[Items from a dataset]
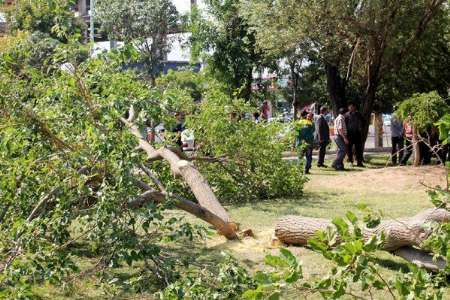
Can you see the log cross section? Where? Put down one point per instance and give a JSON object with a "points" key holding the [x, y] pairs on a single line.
{"points": [[403, 237]]}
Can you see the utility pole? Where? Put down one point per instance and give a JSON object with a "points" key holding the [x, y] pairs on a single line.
{"points": [[91, 20]]}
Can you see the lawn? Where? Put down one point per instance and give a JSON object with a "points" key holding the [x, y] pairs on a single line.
{"points": [[395, 191]]}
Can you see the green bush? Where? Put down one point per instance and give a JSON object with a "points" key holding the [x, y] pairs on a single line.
{"points": [[252, 167], [425, 109]]}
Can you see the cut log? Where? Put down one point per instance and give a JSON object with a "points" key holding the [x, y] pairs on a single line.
{"points": [[401, 235], [206, 198]]}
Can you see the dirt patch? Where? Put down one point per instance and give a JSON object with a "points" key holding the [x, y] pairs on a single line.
{"points": [[395, 179]]}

— STATED EXERCISE —
Please write out all the items above again, requests included, but leave out the pictures. Shift every x and y coordinate in the answers by -55.

— THE SOLUTION —
Can you see the log cross section? Where? Put down one point per instance and give a JSON object with a "points" key holding the [x, y] pairs on a single line.
{"points": [[348, 182]]}
Can you see the utility pole? Where? Put down one point per instance and give a JSON object with a "points" key holding the [x, y] pairs on a single line.
{"points": [[36, -35]]}
Can you see the lawn? Where? Put down one point per instance and give a JSON object with a "points" key holding the [x, y] pairs on a single line.
{"points": [[340, 136]]}
Can you see the green bush? Where? Put down one point per instance and give a JSON object with a "points" key holding the [x, y] pairs on a single line.
{"points": [[197, 112], [370, 54]]}
Can you see the cut log? Where? Put down one point per instance and give a JSON object with a "points" key holding the [x, y] pairs on a single line.
{"points": [[346, 180], [151, 143]]}
Can you see the dirt patch? Where? Put down one point per instance and give a JSON object with a "points" key holding the [x, y] pairs on a single line.
{"points": [[340, 124]]}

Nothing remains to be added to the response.